*STORED DATA*:
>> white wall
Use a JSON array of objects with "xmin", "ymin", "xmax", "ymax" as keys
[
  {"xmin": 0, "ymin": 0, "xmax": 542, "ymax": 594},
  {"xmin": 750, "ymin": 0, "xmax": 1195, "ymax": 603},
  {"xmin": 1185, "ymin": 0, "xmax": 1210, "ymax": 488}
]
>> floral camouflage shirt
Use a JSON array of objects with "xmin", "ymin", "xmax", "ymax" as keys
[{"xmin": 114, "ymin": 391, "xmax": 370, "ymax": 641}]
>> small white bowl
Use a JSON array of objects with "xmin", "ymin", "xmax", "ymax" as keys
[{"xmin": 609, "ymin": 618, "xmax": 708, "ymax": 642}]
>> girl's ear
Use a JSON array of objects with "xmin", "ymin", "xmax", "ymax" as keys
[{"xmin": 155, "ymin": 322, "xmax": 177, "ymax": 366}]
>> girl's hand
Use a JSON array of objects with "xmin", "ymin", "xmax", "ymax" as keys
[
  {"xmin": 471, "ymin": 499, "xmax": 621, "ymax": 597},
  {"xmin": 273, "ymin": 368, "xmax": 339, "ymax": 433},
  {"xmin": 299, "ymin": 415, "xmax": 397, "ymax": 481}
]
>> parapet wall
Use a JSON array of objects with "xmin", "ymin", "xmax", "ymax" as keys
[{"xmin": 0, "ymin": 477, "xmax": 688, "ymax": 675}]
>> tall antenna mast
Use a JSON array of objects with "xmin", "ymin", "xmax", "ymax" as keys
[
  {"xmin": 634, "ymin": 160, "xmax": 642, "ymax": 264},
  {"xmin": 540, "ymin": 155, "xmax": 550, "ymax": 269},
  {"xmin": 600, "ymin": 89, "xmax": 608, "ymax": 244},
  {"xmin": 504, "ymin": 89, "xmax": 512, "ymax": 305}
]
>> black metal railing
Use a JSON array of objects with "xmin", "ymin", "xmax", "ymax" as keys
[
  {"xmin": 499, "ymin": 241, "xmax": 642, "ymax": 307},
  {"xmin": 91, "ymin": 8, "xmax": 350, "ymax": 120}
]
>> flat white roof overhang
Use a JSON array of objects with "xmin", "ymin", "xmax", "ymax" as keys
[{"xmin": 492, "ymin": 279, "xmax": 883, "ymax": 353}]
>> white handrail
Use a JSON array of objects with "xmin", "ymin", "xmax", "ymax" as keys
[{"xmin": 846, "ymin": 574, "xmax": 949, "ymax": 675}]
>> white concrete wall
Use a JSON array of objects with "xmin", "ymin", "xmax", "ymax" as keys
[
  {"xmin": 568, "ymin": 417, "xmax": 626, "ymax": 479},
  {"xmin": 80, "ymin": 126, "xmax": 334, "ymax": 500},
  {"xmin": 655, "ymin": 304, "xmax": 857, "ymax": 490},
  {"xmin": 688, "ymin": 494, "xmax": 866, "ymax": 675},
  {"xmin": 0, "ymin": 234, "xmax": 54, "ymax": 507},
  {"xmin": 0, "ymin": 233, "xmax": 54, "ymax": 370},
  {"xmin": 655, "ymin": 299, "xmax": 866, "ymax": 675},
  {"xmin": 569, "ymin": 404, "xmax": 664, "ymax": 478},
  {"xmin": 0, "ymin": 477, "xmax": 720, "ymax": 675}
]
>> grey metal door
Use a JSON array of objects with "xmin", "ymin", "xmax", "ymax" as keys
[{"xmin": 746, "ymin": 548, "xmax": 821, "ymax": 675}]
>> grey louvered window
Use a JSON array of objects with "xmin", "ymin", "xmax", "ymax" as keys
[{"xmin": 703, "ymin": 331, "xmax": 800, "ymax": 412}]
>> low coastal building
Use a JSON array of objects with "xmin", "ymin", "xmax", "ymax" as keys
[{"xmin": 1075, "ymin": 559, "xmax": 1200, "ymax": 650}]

*STATED TASK*:
Set every line of the listing down word for word.

*ANSWER TO THIS PROBLEM*:
>> white wall
Use a JSON array of objects with "xmin", "ymin", "xmax", "ymax" as keys
[
  {"xmin": 0, "ymin": 0, "xmax": 542, "ymax": 594},
  {"xmin": 750, "ymin": 0, "xmax": 1195, "ymax": 603},
  {"xmin": 1185, "ymin": 0, "xmax": 1210, "ymax": 488}
]
>> floral camouflage shirt
Use a JSON array of objects with "xmin", "ymin", "xmax", "ymax" as keys
[{"xmin": 114, "ymin": 391, "xmax": 370, "ymax": 641}]
>> small white bowl
Use a JSON array of objects with "xmin", "ymin", "xmax", "ymax" as keys
[{"xmin": 609, "ymin": 618, "xmax": 708, "ymax": 642}]
>> girl's ear
Use a JSON array of objects with "xmin", "ymin", "xmax", "ymax" as keys
[{"xmin": 155, "ymin": 322, "xmax": 177, "ymax": 366}]
>> girl's hand
Use a JSON array of objects with "xmin", "ymin", "xmax", "ymax" as keys
[
  {"xmin": 471, "ymin": 499, "xmax": 621, "ymax": 597},
  {"xmin": 273, "ymin": 368, "xmax": 339, "ymax": 433},
  {"xmin": 299, "ymin": 415, "xmax": 397, "ymax": 481}
]
>> parapet wall
Use a JSON array of objects with "xmin", "ymin", "xmax", "ymax" as keys
[{"xmin": 0, "ymin": 477, "xmax": 688, "ymax": 675}]
>> tall antenna mast
Use a JSON array of objects with "xmin", "ymin", "xmax", "ymax" as keys
[
  {"xmin": 634, "ymin": 160, "xmax": 642, "ymax": 264},
  {"xmin": 540, "ymin": 155, "xmax": 550, "ymax": 269},
  {"xmin": 600, "ymin": 89, "xmax": 608, "ymax": 244},
  {"xmin": 504, "ymin": 89, "xmax": 512, "ymax": 305}
]
>> black metal railing
Use a JSON array of objects with "xmin", "ymin", "xmax", "ymax" as keys
[
  {"xmin": 499, "ymin": 241, "xmax": 642, "ymax": 307},
  {"xmin": 91, "ymin": 8, "xmax": 350, "ymax": 120}
]
>> flat white roof overhang
Use a JSON array of objects with "xmin", "ymin", "xmax", "ymax" as keys
[{"xmin": 492, "ymin": 279, "xmax": 883, "ymax": 353}]
>> white handrail
Use a JSON array of objects with "xmin", "ymin", "xmax", "ymax" as keys
[{"xmin": 846, "ymin": 574, "xmax": 949, "ymax": 675}]
>> white concrete wall
Use a JSON array of objects with "xmin", "ymin", "xmax", "ymax" as keys
[
  {"xmin": 568, "ymin": 417, "xmax": 626, "ymax": 479},
  {"xmin": 80, "ymin": 126, "xmax": 334, "ymax": 500},
  {"xmin": 655, "ymin": 304, "xmax": 857, "ymax": 490},
  {"xmin": 688, "ymin": 494, "xmax": 866, "ymax": 675},
  {"xmin": 0, "ymin": 234, "xmax": 54, "ymax": 507},
  {"xmin": 0, "ymin": 233, "xmax": 54, "ymax": 370},
  {"xmin": 655, "ymin": 299, "xmax": 866, "ymax": 675},
  {"xmin": 569, "ymin": 404, "xmax": 664, "ymax": 478},
  {"xmin": 0, "ymin": 477, "xmax": 720, "ymax": 675}
]
>> grey metal door
Use a JSON array of objects with "xmin", "ymin", "xmax", "ymax" as keys
[{"xmin": 746, "ymin": 548, "xmax": 821, "ymax": 675}]
>> grey louvered window
Use a JSON array of objects with "xmin", "ymin", "xmax", "ymax" as keys
[{"xmin": 703, "ymin": 331, "xmax": 800, "ymax": 412}]
>> low coastal building
Use a JSON array of objects with "xmin", "ymin", "xmax", "ymax" as keys
[{"xmin": 1075, "ymin": 559, "xmax": 1200, "ymax": 650}]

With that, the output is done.